> [What the task requires]
Decide whether each statement agrees with the passage about Duin and Chapman, answering yes or no and quoting the words of the passage that settle it. 1. Duin began playing drums at age 6. 2. Chapman entered the program to treat an alcohol addiction. 3. A private landlord offered the men a three-bedroom unit.

> [Excerpted passage]
Orange light reflects across the sunroom windows as they haul mattresses and a bike inside the front door. It’s early, and the neighborhood is waking up. But Duin and Chapman have been working all morning. This day has been years in the making, and they’re not wasting any time.
Known to shelter staff as Scotty and Jeff, the friends met while enrolled in Interfaith Sanctuary’s Project Recovery. Duin, who began playing drums at age 6, fell into addiction and found himself living in the parking lot at Corpus Christi house in 2019 before moving to Interfaith Sanctuary with a desire to get sober from alcohol. Chapman spent years traveling as a circus stagehand and eventually entered the program to treat a meth addiction. He has spent nearly 35 years without a place to call home.
Duin has been without a place for nearly 15 years. Together, the men stabilized and moved into the hotel program, where they stayed while searching for permanent housing. But repeated setbacks at the hands of landlords who saw prior convictions and rejected their rental applications made the task seem like an impossible mountain to climb.
Finally, a private landlord stepped in and offered a two-bedroom unit at a fair price. The lease came through, and shelter staff helped them set a move-in date. Three weeks after they’ve settled in, Duin and Chapman sit at a table in the shelter’s offices. They’ve been onboarded as full-time staff and help run Interfaith Sanctuary’s food service program. Chapman runs through his daily responsibilities, which he has memorized. He and Duin are engaged in the work. It’s challenging, but they see value in their role.

(Extracted records)
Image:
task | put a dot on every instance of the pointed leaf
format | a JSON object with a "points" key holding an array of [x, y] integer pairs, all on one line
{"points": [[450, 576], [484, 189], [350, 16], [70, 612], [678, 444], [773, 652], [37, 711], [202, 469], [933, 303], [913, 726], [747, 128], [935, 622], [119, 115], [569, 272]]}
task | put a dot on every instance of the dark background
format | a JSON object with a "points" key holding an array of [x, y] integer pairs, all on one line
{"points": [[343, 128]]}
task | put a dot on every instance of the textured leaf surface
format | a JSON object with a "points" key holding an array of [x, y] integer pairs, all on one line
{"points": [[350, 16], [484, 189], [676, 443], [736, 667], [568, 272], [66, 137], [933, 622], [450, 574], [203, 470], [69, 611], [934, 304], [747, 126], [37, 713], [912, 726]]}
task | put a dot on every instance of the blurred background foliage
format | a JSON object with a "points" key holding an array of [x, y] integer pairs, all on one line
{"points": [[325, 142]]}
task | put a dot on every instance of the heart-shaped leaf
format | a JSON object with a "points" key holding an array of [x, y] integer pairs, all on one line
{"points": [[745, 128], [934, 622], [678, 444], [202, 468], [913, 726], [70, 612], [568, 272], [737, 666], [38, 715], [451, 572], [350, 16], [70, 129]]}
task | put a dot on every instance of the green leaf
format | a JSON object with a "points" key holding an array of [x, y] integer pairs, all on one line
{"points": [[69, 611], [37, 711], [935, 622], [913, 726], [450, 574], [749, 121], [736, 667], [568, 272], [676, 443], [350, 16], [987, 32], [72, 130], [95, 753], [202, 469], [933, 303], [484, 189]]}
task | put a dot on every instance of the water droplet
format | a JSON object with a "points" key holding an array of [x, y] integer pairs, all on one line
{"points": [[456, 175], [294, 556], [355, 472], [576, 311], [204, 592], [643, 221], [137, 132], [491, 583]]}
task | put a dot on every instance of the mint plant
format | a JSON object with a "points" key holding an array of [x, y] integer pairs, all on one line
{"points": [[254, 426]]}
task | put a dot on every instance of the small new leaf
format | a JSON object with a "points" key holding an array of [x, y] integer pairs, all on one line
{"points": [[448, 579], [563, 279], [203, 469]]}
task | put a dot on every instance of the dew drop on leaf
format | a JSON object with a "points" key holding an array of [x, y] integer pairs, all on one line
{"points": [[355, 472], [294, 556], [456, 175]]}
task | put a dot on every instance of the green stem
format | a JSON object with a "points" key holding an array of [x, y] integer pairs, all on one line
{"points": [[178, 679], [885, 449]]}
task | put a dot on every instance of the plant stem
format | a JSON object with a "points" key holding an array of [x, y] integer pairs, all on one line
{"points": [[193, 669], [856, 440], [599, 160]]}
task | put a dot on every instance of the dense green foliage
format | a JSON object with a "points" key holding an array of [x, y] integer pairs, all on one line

> [Written response]
1. Yes: "Duin, who began playing drums at age 6"
2. No: "eventually entered the program to treat a meth addiction"
3. No: "offered a two-bedroom unit at a fair price"